TASK DIRECTIONS :: Reproduce all the data below with every "whole pixels" replaced by "integer pixels" and nothing else changed, leaving out the pictures.
★ ★ ★ ★ ★
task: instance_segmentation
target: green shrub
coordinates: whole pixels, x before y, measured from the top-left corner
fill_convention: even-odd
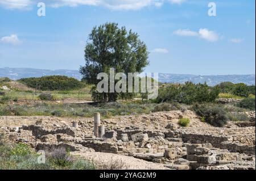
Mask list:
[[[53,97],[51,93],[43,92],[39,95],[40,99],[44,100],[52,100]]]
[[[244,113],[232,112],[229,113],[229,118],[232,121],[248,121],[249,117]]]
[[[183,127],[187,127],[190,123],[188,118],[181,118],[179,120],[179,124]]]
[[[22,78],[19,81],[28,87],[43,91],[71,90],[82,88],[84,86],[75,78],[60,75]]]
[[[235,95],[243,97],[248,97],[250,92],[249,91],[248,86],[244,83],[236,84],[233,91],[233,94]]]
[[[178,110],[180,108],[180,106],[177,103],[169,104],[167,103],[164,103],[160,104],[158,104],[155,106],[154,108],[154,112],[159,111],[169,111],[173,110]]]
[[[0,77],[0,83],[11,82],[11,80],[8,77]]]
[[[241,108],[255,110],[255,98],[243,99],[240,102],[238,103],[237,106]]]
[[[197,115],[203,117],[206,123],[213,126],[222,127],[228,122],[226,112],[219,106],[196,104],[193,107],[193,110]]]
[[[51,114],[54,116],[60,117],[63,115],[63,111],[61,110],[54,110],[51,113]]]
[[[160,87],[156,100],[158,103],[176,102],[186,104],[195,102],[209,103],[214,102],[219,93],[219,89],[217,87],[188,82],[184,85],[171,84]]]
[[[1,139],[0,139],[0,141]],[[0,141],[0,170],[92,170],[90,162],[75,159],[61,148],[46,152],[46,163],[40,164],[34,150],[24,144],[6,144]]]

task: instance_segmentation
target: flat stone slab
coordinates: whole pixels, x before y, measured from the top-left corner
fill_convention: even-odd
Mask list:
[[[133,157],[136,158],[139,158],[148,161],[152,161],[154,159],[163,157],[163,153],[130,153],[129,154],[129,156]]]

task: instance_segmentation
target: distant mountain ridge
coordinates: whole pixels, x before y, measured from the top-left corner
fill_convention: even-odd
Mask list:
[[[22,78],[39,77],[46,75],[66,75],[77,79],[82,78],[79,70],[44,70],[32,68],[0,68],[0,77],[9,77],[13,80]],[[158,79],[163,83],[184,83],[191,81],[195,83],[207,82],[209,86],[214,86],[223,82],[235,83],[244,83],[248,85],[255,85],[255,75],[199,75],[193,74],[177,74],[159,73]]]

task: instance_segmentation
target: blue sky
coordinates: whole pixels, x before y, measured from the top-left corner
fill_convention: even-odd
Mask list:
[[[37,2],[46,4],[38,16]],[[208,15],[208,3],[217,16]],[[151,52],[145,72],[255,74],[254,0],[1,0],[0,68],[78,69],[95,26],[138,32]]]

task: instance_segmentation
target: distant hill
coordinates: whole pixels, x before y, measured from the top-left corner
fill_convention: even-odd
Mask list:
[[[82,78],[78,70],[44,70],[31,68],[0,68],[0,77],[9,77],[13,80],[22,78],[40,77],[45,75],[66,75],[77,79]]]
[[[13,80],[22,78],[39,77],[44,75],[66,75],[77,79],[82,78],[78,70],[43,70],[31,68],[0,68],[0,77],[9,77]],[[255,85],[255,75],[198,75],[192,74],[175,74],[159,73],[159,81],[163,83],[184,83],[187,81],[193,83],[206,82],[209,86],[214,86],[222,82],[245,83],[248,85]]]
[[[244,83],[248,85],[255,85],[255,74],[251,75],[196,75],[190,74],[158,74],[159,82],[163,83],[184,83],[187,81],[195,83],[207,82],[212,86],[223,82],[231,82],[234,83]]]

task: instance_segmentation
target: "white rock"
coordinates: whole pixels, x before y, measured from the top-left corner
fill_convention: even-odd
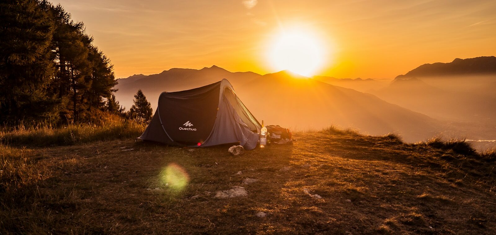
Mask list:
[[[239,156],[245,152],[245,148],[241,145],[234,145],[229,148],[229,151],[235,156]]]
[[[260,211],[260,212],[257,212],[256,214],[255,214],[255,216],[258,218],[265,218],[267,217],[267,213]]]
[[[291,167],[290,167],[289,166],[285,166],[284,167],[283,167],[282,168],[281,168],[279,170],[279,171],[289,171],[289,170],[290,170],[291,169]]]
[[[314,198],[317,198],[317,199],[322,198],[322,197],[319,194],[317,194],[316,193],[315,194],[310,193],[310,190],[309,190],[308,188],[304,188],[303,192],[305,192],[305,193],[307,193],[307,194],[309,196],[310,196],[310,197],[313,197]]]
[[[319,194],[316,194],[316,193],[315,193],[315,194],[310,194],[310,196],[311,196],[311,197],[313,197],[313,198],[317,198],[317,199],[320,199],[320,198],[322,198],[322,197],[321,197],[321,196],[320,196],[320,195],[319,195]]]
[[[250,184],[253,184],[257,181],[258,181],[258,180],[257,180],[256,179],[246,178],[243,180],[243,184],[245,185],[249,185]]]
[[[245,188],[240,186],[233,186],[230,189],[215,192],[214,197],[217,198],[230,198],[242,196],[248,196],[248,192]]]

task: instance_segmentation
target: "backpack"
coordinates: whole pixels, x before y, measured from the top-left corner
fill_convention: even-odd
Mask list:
★ ★ ★ ★ ★
THE REPLY ::
task: instance_segmentation
target: green shrub
coordinates: integer pixels, x before y, measured from the top-left corner
fill_convention: even-odd
Mask list:
[[[53,97],[51,93],[43,92],[39,95],[40,99],[44,100],[52,100]]]
[[[244,113],[232,112],[229,113],[229,118],[232,121],[248,121],[249,117]]]
[[[183,127],[187,127],[190,123],[188,118],[181,118],[179,120],[179,124]]]
[[[22,78],[19,81],[28,87],[43,91],[71,90],[82,88],[84,86],[75,78],[60,75]]]
[[[235,95],[243,97],[248,97],[250,92],[249,91],[248,86],[244,83],[236,84],[233,91],[233,94]]]
[[[178,110],[180,108],[180,106],[177,103],[169,104],[167,103],[164,103],[160,104],[158,104],[155,106],[154,108],[154,112],[159,111],[169,111],[173,110]]]
[[[0,77],[0,83],[11,82],[11,80],[8,77]]]
[[[241,108],[255,110],[255,98],[243,99],[240,102],[238,103],[237,106]]]
[[[197,115],[203,117],[206,123],[213,126],[222,127],[228,122],[226,112],[219,106],[196,104],[193,107],[193,110]]]
[[[51,114],[54,116],[60,117],[63,115],[63,111],[61,110],[54,110],[51,113]]]
[[[160,87],[156,100],[158,103],[176,102],[186,104],[195,102],[209,103],[214,102],[219,93],[219,89],[217,87],[188,82],[184,85],[171,84]]]
[[[1,139],[0,139],[0,141]],[[0,141],[0,170],[92,170],[90,162],[75,159],[61,148],[46,152],[46,163],[40,164],[34,150],[24,144],[6,144]]]

task: instance_segmentation
target: flat stone slab
coordinates: integer pixels, x before y, measured from the top-left corner
fill_convention: even-odd
Mask list:
[[[133,157],[136,158],[139,158],[148,161],[152,161],[154,159],[163,157],[163,153],[130,153],[129,154],[129,156]]]

task: instance_segmentation
target: distant mountain ridge
coordinates: integer pixels, x before y, measured from the top-left corner
fill_convention: even-odd
Mask list:
[[[22,78],[39,77],[46,75],[66,75],[77,79],[82,78],[79,70],[44,70],[32,68],[0,68],[0,77],[9,77],[13,80]],[[158,79],[163,83],[184,83],[191,81],[195,83],[207,82],[209,86],[214,86],[223,82],[235,83],[244,83],[248,85],[255,85],[255,75],[199,75],[193,74],[177,74],[159,73]]]

task: instance_segmentation
target: blue sky
coordinates: integer pixels, x before y, measured from the top-left corner
fill_convention: even-odd
Mask list:
[[[37,2],[46,4],[38,16]],[[208,15],[208,3],[217,16]],[[151,52],[145,72],[255,74],[254,0],[1,0],[0,68],[78,69],[95,26],[138,32]]]

task: instance_segmentation
target: distant hill
coordinates: integer pixels, x before y, measured from the top-left corner
fill_convention: even-odd
Mask list:
[[[82,78],[78,70],[44,70],[31,68],[0,68],[0,77],[9,77],[13,80],[22,78],[40,77],[45,75],[66,75],[77,79]]]
[[[13,80],[22,78],[39,77],[44,75],[66,75],[77,79],[82,78],[78,70],[43,70],[31,68],[0,68],[0,77],[9,77]],[[255,85],[255,75],[198,75],[192,74],[175,74],[159,73],[159,81],[163,83],[184,83],[187,81],[193,83],[206,82],[209,86],[214,86],[222,82],[245,83],[248,85]]]
[[[244,83],[248,85],[255,85],[255,74],[251,75],[196,75],[190,74],[158,74],[159,82],[163,83],[184,83],[187,81],[195,83],[207,82],[212,86],[223,82],[231,82],[234,83]]]

task: instance_segmentation
target: "white rock"
coordinates: integer pixels, x before y, measured from the top-left corner
fill_convention: even-odd
Mask list:
[[[239,156],[245,152],[245,148],[241,145],[234,145],[229,148],[229,151],[235,156]]]
[[[260,211],[260,212],[257,212],[256,214],[255,214],[255,216],[258,218],[265,218],[267,217],[267,213]]]
[[[291,167],[290,167],[289,166],[285,166],[284,167],[283,167],[282,168],[281,168],[279,170],[279,171],[289,171],[289,170],[290,170],[291,169]]]
[[[314,198],[317,198],[317,199],[322,198],[322,197],[319,194],[317,194],[316,193],[315,194],[310,193],[310,190],[309,190],[308,188],[304,188],[303,192],[305,192],[305,193],[307,193],[307,194],[309,196],[310,196],[310,197],[313,197]]]
[[[319,194],[316,194],[316,193],[315,193],[315,194],[310,194],[310,196],[311,196],[311,197],[313,197],[313,198],[317,198],[317,199],[320,199],[320,198],[322,198],[322,197],[321,197],[321,196],[320,196],[320,195],[319,195]]]
[[[250,184],[253,184],[257,181],[258,181],[258,180],[257,180],[256,179],[246,178],[243,180],[243,184],[245,185],[249,185]]]
[[[245,188],[240,186],[233,186],[230,189],[215,192],[214,197],[217,198],[230,198],[242,196],[248,196],[248,192]]]

task: instance_segmentation
target: "backpack"
coordinates: integer pixels, x before y, measured from the top-left corner
fill_convention: even-odd
Mask list:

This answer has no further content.